1.         La Commission a-t-elle commis une erreur en appréciant la crédibilité du demandeur?

 

[15]           Le demandeur soutient que trois des conclusions de la Commission quant à la crédibilité sont entachées d’erreurs. Plus précisément, il déclare que la Commission a commis une erreur :

1.         en mettant en doute sa crédibilité parce qu’il avait modifié l’exposé circonstancié de son FRP pour ajouter que le propriétaire du véhicule était un agent de police et qu’il était, de ce fait, victime d’extorsion de la part d’un agent de l’État;

2.         en mettant en doute sa crédibilité parce qu’il avait modifié l’exposé circonstancié de son FRP pour changer le moment de la troisième rencontre avec l’agent de police;

3.         en mettant en doute sa crédibilité parce qu’il avait modifié l’exposé circonstancié de son FRP pour ajouter qu’il avait reçu des appels téléphoniques du propriétaire du véhicule et qu’il avait signalé l’incident à la police.

▶ **Lignes**:
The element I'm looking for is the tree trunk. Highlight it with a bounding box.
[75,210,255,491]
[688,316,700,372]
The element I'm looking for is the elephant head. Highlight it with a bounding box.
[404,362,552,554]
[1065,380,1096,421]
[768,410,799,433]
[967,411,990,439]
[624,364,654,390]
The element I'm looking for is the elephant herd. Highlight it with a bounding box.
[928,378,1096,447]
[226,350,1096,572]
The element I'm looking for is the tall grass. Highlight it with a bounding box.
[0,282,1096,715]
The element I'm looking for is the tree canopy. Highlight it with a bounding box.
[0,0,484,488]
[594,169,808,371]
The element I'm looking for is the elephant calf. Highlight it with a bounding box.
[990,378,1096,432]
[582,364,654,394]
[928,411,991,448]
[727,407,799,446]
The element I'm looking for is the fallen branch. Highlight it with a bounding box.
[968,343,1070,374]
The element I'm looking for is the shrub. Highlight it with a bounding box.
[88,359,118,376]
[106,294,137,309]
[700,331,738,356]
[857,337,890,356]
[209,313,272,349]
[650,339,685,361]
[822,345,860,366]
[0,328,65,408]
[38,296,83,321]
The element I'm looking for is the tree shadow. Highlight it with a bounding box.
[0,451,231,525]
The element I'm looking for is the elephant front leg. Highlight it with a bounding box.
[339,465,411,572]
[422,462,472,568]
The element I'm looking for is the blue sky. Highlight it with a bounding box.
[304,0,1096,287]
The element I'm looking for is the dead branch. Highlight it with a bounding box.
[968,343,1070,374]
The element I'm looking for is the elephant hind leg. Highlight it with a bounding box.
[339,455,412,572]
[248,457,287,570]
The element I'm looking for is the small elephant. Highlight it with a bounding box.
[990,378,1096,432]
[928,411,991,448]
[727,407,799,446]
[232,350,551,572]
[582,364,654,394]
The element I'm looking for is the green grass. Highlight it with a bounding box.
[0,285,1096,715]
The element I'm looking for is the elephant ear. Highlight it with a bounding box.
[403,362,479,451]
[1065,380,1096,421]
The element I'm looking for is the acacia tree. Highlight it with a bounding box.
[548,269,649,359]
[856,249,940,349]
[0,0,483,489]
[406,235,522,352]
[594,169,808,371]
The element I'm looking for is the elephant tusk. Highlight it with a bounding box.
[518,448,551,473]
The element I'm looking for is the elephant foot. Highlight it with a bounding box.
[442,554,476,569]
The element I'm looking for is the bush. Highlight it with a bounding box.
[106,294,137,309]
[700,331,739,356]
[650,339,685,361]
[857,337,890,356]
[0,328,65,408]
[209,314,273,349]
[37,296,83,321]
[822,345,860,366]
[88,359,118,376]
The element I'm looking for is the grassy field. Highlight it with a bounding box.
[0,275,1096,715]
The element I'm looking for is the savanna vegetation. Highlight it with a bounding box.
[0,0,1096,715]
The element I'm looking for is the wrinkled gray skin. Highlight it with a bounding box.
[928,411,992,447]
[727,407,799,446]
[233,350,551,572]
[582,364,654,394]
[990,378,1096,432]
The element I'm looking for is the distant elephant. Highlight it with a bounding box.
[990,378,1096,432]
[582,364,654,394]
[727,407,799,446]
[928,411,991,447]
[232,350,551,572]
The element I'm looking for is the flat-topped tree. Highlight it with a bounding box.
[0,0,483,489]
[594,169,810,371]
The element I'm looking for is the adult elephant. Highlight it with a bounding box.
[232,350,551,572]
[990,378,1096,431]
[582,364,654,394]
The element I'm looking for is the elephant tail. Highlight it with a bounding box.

▶ **Votre tâche**:
Reproduisez à l'identique le passage de l'extrait sur la crédibilité du demandeur qui va de « 1.         en mettant » à « à la police. », ces deux segments compris.

▶ **Réponse rédigée**:
1.         en mettant en doute sa crédibilité parce qu’il avait modifié l’exposé circonstancié de son FRP pour ajouter que le propriétaire du véhicule était un agent de police et qu’il était, de ce fait, victime d’extorsion de la part d’un agent de l’État;

2.         en mettant en doute sa crédibilité parce qu’il avait modifié l’exposé circonstancié de son FRP pour changer le moment de la troisième rencontre avec l’agent de police;

3.         en mettant en doute sa crédibilité parce qu’il avait modifié l’exposé circonstancié de son FRP pour ajouter qu’il avait reçu des appels téléphoniques du propriétaire du véhicule et qu’il avait signalé l’incident à la police.